→ **EXERCISE AIM**:
A faithful, word-for-word transcription of all the data is what is needed.

→ **SOURCE DATA**:
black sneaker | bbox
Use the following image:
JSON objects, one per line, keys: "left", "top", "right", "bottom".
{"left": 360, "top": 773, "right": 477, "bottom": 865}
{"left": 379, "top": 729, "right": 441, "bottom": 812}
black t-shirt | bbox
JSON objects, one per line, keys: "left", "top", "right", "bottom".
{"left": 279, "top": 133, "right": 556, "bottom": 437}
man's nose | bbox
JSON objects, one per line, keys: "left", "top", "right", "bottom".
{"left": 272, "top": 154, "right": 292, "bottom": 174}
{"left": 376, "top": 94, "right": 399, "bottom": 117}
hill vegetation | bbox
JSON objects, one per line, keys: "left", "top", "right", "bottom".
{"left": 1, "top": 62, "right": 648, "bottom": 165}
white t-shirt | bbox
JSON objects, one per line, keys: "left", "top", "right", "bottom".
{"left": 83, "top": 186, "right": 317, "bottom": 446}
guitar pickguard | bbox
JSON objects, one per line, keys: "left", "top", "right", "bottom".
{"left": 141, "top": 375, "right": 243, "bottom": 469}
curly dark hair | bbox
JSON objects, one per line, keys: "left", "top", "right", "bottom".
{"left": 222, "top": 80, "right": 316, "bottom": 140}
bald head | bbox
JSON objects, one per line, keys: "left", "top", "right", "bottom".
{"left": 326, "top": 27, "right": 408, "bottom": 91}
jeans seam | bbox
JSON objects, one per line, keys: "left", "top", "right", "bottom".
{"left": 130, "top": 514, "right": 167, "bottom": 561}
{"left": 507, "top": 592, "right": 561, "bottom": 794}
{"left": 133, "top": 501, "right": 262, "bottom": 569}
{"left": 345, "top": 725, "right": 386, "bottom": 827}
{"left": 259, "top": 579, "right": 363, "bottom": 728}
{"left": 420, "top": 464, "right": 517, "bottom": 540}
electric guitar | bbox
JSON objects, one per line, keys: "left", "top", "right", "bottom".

→ **TASK RESPONSE**:
black sneaker | bbox
Use the following image:
JSON objects, one per line, keys: "left", "top", "right", "bottom".
{"left": 360, "top": 773, "right": 477, "bottom": 865}
{"left": 379, "top": 729, "right": 441, "bottom": 812}
black t-shirt | bbox
JSON objects, one per line, keys: "left", "top", "right", "bottom".
{"left": 279, "top": 133, "right": 556, "bottom": 437}
man's nose | bbox
JSON objects, one per line, keys: "left", "top", "right", "bottom".
{"left": 272, "top": 154, "right": 292, "bottom": 174}
{"left": 376, "top": 94, "right": 399, "bottom": 117}
hill vegetation | bbox
JSON objects, one per line, keys: "left", "top", "right", "bottom".
{"left": 1, "top": 62, "right": 648, "bottom": 165}
white t-shirt | bbox
JSON objects, one per line, keys: "left", "top", "right", "bottom".
{"left": 83, "top": 186, "right": 317, "bottom": 446}
guitar pickguard | bbox
JSON objects, one per line, keys: "left", "top", "right", "bottom".
{"left": 141, "top": 375, "right": 243, "bottom": 469}
curly dark hair | bbox
JSON objects, one per line, keys: "left", "top", "right", "bottom".
{"left": 222, "top": 80, "right": 316, "bottom": 140}
bald head | bbox
JSON objects, one per line, keys: "left", "top", "right", "bottom".
{"left": 326, "top": 27, "right": 408, "bottom": 91}
jeans seam | bbox
JSON objects, one per line, keys: "left", "top", "right", "bottom".
{"left": 130, "top": 514, "right": 167, "bottom": 561}
{"left": 507, "top": 592, "right": 561, "bottom": 794}
{"left": 133, "top": 501, "right": 262, "bottom": 569}
{"left": 345, "top": 725, "right": 386, "bottom": 827}
{"left": 259, "top": 579, "right": 363, "bottom": 728}
{"left": 420, "top": 464, "right": 517, "bottom": 540}
electric guitar | bbox
JSON objects, one per line, keys: "left", "top", "right", "bottom".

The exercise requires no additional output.